Task goal:
Reproduce the entries below from the line containing "Return one point per instance of the red vintage" through the end, keeping every line and adding 120 to each coordinate. Give only that stretch.

───── Given records ─────

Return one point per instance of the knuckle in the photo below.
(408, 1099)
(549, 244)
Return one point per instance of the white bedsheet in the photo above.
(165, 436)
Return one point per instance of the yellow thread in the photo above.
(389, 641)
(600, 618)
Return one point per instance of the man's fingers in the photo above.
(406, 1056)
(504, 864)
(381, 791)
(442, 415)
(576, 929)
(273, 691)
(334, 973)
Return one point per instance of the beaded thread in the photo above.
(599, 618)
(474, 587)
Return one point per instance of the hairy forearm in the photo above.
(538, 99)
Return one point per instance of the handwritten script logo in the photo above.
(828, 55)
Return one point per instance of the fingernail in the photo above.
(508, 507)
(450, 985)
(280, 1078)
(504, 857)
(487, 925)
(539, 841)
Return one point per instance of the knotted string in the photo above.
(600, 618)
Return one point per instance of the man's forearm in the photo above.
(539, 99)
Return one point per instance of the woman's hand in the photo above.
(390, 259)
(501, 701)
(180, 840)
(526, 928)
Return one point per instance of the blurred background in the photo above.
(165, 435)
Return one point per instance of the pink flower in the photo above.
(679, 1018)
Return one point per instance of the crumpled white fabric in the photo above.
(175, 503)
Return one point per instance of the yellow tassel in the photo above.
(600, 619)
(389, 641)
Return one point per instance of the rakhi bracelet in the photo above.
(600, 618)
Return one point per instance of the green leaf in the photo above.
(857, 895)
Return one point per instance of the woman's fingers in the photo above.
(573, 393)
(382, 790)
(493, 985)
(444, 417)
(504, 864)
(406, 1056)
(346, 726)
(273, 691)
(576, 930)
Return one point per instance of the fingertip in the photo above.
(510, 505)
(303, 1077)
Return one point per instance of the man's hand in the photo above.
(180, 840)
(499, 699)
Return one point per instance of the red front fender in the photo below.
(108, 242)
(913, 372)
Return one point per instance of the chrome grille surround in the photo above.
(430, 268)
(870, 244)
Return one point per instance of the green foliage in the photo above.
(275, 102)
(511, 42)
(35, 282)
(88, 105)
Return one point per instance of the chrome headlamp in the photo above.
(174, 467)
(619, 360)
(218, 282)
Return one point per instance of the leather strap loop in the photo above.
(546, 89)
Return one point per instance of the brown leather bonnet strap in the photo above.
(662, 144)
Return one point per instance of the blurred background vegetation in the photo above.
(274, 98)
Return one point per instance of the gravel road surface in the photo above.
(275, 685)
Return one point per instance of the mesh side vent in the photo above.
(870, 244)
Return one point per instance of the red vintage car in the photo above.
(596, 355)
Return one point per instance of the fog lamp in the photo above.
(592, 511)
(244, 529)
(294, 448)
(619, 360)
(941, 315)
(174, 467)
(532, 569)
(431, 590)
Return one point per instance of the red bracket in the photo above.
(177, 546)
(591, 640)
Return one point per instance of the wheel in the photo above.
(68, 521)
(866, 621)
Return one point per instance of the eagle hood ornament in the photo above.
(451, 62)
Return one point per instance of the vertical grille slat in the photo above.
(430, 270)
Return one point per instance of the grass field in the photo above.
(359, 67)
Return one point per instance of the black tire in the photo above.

─────

The reply:
Return one point per instance of the red vintage car in the photo above.
(716, 475)
Return one point per instance of the fog lamp in the photo above.
(712, 631)
(364, 649)
(414, 568)
(739, 480)
(1061, 435)
(294, 587)
(652, 689)
(551, 710)
Return one point per instance of the red bracket in the photo above.
(297, 666)
(711, 760)
Return one point per instance of the wheel in the photo above.
(188, 641)
(986, 741)
Return one point per instance of the eagle hood ornament in the photo above.
(571, 182)
Return one point per instance of the vertical grille slat in the photo above.
(550, 390)
Return one point per instance of the grass field in the photo above.
(479, 187)
Return one point per instance of the black tire in the photo above.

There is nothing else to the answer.